- **Stored data**:
··········

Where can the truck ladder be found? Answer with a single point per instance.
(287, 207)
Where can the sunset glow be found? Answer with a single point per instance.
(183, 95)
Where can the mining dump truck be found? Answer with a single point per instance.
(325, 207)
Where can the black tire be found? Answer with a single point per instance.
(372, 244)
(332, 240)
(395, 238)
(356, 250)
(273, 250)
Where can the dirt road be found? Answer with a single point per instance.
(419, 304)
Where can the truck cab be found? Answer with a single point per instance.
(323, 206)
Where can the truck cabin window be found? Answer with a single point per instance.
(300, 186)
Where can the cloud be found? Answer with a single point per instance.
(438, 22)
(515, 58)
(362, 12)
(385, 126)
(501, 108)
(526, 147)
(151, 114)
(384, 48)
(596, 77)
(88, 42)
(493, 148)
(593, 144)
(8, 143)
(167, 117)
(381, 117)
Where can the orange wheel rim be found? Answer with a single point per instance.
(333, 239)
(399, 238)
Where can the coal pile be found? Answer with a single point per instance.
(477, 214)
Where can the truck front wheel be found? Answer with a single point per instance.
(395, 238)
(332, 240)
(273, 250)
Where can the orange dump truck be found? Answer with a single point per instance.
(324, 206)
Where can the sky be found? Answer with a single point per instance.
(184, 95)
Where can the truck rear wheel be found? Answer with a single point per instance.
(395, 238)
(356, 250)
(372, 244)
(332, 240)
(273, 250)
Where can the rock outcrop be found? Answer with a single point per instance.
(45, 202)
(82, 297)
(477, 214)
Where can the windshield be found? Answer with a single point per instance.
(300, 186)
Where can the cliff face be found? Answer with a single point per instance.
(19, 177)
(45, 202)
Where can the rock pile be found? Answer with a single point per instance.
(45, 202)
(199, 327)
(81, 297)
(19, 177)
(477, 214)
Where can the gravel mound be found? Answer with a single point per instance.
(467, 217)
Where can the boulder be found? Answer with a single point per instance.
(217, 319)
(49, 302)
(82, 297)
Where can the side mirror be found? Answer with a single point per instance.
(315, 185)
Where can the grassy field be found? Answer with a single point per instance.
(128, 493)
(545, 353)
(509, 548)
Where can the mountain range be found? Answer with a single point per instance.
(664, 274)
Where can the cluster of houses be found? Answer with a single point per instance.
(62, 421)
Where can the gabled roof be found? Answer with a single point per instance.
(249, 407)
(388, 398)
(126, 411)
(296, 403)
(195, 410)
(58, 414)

··········

- **Written exercise**: Reproduce the data from the line containing "Where can the side" through the end of the data, keeping every request line as it stands and offsetting each coordinate in the answers by adding 61 to it.

- **Result of the exercise**:
Where can the side mirror be found? Answer with a single point per instance.
(376, 246)
Where can the grassy field be found? Answer with a single point per instance.
(189, 554)
(606, 414)
(570, 609)
Where can the mountain range be found? Answer with a single point per instance.
(725, 335)
Where can the cluster of houses be found? Answer with a single point per instance.
(123, 482)
Where can the gabled roof be found? Answer with a single point per instance.
(310, 468)
(449, 459)
(187, 472)
(357, 464)
(256, 471)
(119, 475)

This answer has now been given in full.